**Page extract**
Grateful Dead: Playing with Friends (1968-1970)

This mix compiles improvisational highlights of six different live configurations of the Dead (whole or members) and other musicians. 

All of these performances appeared on an earlier Save Your Face mix at some point. The focus of this sub-curation is to concentrate great stuff that sounds really different from “normal” Dead of the period. The stuff is that is more literally far out. Alternate universe Dead.

No aspersions are being cast on anything I didn’t include. Poke around SYF for more from nearly every configuration presented here.

In addition to choosing start- and end-points, several performances are edited: The Crosby material is presented as instrumental edits; the Elvin Bishop jam is extensively edited to isolate one theme from other stuff that happened; and the Volunteers Jam has been shortened via a couple of edits.

77-minute mp3 mix zipped up here

  • Jam (8/28/69 Harbeats w/Howard Wales, organ)
  • Jam (edit, 10/30/68 Hartbeats with Elvin Bishop, guitar)
  • Wall Song & Laughing (instr. edits, 12/15/70 Crosby, Garcia, Lesh, Kreutzmann)
  • Jam (11/20/70 Garcia, Weir, Kaukonen/Lesh/Kreutzmann, Hart)
  • Volunteers Jam (edit, 9/6/69 Garcia, Hart, Jefferson Airplaine)
  • Dark Star (8/3/69 w/unidentified sax and violin players)

Grateful Dead: The Save Your Face 1968-1970 Mixes

The Save Your Face blog has gradually accumulated a pretty nice mixtape tour of the Grateful Dead’s rise to maturity - 1968-1970. The mixes start with the first recorded appearance of the big-jam-sequence in January 1968 and end with Mickey Hart's last month with the band in 1970 (until 1975).

These mixes almost entirely dodge officially-released material and only include well-recorded, exciting performances. 

The objectives are to:

  • Fill in calendar gaps on your shelf of official live releases and favorite tapes
  • Highlight transitional and secret-history moments in the band's musical attitude and lineup
  • Draw circles around notable moments in the band's improvisational evolution
  • Blow out some beguiling "lost songs" into album-length experiences
  • Reveal 1968-1970 to be the most heterogeneous and routinely surprising period of the band's musical history

Below are links to all the 1968-1970 SYF mixes so far, in chronological order.

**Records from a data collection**
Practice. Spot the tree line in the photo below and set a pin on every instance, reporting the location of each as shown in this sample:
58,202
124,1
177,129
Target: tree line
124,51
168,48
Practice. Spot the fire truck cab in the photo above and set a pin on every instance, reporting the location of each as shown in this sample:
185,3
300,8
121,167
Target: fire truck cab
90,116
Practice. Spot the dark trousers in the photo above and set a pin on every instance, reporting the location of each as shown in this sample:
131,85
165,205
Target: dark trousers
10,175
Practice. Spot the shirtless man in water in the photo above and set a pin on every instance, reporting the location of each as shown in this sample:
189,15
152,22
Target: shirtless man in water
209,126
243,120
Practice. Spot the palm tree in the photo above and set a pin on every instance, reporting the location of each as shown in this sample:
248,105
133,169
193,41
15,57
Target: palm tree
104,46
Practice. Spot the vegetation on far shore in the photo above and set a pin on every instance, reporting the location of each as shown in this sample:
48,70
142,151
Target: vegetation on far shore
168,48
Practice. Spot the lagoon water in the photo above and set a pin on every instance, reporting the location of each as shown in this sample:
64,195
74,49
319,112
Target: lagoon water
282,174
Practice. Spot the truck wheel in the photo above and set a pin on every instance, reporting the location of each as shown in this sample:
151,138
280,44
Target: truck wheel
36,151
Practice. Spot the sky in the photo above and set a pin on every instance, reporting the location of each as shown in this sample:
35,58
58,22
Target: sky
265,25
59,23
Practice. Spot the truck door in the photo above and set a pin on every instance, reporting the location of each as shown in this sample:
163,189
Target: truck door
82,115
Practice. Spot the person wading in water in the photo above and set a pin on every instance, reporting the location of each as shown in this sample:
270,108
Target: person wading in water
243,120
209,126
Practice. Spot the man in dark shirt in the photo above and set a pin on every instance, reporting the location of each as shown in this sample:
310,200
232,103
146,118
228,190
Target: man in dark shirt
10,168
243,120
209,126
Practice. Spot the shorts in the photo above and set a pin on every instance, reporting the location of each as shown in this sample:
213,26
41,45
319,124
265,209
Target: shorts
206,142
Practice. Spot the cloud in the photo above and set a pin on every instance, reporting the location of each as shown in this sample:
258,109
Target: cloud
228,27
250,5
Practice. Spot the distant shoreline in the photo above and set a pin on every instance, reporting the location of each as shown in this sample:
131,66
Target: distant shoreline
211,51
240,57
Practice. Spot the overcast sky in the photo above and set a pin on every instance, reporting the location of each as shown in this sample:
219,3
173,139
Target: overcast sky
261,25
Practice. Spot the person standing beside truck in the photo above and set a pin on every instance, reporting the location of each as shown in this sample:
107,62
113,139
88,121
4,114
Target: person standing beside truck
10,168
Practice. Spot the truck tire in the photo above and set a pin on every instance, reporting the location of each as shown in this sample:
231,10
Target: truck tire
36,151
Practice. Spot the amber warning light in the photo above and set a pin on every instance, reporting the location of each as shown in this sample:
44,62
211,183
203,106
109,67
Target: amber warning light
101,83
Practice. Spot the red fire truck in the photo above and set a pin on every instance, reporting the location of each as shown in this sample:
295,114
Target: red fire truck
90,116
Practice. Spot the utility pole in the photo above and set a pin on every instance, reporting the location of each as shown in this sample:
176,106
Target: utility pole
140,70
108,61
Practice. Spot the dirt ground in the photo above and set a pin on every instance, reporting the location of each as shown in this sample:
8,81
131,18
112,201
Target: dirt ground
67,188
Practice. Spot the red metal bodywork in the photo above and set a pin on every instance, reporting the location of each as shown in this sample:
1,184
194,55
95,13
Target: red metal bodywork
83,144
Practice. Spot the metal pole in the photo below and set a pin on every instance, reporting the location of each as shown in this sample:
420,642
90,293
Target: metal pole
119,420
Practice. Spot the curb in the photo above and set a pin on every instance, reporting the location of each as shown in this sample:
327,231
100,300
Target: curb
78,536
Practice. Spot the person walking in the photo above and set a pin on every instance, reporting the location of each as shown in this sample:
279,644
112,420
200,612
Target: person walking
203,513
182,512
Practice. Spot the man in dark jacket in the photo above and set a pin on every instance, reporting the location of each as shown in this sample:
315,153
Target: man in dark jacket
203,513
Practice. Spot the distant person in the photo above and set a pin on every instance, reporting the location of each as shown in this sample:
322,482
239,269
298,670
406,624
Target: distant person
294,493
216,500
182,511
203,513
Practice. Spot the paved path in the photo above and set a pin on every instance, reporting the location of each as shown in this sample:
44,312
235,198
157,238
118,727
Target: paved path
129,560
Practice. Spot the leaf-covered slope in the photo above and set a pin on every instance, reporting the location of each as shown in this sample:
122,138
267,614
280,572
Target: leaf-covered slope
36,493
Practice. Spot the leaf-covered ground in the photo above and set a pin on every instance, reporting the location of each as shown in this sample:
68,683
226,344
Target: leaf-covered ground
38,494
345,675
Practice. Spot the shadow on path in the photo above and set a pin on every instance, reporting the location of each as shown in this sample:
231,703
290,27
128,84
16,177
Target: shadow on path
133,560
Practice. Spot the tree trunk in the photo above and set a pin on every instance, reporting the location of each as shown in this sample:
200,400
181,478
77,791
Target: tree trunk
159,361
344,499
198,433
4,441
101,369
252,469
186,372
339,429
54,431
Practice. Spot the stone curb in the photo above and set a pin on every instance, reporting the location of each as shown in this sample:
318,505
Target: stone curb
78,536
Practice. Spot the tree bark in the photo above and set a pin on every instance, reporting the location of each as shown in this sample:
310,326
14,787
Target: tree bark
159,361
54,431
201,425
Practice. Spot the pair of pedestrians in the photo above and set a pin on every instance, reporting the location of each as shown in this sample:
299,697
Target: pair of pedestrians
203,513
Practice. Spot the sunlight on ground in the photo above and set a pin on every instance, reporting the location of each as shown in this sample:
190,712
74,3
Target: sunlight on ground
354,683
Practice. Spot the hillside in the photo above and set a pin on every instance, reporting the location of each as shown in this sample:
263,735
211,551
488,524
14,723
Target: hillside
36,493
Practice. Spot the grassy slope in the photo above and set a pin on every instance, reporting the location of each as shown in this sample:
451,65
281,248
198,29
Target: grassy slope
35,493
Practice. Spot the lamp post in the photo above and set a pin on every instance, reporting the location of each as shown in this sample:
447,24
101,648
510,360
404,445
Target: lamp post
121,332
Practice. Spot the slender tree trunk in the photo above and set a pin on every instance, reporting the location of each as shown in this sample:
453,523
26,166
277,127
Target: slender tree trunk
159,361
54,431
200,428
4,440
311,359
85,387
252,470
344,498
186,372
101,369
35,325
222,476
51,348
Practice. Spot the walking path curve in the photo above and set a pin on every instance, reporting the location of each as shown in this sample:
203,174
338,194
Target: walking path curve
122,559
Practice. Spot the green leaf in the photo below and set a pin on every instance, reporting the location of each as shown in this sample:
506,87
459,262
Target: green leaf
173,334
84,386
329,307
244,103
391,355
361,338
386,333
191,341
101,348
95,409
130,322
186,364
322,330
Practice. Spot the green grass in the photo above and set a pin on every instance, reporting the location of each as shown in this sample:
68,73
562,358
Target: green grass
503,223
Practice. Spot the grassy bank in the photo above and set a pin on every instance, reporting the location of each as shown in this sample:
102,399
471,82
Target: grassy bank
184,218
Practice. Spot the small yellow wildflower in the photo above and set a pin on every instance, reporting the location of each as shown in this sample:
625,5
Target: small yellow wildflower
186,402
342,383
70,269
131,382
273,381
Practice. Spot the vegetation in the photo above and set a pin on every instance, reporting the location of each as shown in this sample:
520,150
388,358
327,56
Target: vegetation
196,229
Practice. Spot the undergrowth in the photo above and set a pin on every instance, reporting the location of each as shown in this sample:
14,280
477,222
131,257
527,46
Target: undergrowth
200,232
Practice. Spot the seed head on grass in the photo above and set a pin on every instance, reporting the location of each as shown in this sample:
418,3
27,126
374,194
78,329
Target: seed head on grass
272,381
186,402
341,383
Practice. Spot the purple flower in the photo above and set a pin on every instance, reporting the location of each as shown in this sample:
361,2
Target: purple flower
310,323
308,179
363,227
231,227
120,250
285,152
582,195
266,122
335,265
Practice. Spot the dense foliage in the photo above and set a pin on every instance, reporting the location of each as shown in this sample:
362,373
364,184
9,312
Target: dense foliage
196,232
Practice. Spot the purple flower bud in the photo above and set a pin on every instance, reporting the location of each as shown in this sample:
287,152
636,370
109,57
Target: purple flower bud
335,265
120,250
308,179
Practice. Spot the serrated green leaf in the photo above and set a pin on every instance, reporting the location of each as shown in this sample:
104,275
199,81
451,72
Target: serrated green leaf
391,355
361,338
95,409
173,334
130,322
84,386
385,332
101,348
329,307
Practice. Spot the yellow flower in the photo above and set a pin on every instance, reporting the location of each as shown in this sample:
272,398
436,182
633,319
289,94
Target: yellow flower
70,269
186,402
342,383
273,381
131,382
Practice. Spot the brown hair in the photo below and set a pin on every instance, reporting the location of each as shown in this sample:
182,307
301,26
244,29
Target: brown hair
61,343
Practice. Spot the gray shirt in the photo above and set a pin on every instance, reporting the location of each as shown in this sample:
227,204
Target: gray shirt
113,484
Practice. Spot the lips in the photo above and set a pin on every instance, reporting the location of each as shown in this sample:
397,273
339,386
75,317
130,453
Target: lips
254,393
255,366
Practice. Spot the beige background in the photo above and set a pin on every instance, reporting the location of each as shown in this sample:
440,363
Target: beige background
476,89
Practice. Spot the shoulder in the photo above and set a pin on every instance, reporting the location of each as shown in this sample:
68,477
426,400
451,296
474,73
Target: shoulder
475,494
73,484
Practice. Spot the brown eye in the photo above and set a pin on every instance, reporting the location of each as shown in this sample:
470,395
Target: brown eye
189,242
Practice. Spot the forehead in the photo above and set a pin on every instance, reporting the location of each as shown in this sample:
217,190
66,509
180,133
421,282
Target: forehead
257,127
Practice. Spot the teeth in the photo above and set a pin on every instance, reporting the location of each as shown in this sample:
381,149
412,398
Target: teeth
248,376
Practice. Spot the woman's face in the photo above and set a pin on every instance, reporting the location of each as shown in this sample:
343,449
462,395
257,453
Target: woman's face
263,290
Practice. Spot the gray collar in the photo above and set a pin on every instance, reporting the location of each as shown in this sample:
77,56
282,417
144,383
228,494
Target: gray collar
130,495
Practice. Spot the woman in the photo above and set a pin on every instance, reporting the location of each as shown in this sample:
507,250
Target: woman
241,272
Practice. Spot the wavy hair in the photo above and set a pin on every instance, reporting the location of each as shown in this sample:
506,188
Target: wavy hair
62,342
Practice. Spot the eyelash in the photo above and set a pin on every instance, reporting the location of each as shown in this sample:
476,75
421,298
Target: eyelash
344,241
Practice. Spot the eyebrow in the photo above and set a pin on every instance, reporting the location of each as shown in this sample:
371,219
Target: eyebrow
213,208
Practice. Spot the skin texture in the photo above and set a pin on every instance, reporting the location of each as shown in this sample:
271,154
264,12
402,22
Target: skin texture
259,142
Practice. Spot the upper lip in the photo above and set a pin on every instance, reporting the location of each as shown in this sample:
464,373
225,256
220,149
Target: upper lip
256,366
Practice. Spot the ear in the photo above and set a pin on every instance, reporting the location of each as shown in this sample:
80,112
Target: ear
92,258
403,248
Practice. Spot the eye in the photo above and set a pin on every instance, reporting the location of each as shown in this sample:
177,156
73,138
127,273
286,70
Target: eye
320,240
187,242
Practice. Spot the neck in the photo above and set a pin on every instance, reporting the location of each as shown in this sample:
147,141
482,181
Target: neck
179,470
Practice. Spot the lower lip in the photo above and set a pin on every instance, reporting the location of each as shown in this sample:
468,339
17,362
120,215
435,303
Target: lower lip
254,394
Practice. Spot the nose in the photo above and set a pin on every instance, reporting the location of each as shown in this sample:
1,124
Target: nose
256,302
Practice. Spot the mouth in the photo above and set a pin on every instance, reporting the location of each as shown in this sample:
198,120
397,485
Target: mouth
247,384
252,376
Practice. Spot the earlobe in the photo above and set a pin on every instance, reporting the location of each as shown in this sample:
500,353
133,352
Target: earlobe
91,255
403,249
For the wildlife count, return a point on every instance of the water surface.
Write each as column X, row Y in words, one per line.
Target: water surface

**Aim A**
In the Grateful Dead page, who plays with the band on the Dark Star performance in the mix?
**Aim B**
Repeat the stretch of the Grateful Dead page from "All of these" through "Elvin Bishop, guitar)".
This material has no role here.

**Correct output A**
Unidentified sax and violin players.

**Correct output B**
All of these performances appeared on an earlier Save Your Face mix at some point. The focus of this sub-curation is to concentrate great stuff that sounds really different from “normal” Dead of the period. The stuff is that is more literally far out. Alternate universe Dead.

No aspersions are being cast on anything I didn’t include. Poke around SYF for more from nearly every configuration presented here.

In addition to choosing start- and end-points, several performances are edited: The Crosby material is presented as instrumental edits; the Elvin Bishop jam is extensively edited to isolate one theme from other stuff that happened; and the Volunteers Jam has been shortened via a couple of edits.

77-minute mp3 mix zipped up here

  • Jam (8/28/69 Harbeats w/Howard Wales, organ)
  • Jam (edit, 10/30/68 Hartbeats with Elvin Bishop, guitar)